Stored dataset items:
= = = = =

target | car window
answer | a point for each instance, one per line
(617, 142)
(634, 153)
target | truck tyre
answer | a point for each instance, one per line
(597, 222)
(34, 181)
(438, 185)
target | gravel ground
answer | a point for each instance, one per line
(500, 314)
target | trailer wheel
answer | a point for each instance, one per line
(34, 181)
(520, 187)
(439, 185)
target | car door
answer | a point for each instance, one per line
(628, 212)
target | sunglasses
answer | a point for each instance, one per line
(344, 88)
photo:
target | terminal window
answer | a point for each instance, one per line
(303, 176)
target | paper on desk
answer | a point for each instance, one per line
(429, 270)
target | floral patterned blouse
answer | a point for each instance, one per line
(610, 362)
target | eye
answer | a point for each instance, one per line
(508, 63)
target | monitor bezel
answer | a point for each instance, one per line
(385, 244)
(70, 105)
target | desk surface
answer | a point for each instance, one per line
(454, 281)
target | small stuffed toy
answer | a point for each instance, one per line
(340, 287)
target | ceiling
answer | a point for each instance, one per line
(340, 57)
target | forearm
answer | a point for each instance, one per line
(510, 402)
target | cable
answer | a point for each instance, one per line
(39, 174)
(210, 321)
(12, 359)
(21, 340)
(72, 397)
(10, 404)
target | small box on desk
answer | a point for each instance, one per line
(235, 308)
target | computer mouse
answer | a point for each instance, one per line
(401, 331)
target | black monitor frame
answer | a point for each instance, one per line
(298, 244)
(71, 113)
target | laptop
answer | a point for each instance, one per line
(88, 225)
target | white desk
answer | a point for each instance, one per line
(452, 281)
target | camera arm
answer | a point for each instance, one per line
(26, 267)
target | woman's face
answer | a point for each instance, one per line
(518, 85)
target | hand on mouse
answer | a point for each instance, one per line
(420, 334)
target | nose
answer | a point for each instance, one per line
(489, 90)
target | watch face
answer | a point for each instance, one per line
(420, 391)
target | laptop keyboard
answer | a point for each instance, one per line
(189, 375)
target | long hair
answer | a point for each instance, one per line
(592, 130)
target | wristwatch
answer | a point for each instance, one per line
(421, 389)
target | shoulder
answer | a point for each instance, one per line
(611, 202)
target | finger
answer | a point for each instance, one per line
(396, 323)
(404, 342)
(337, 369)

= = = = =

Every line that holds the word "mouse" should be copied from the records.

target | computer mouse
target | hand on mouse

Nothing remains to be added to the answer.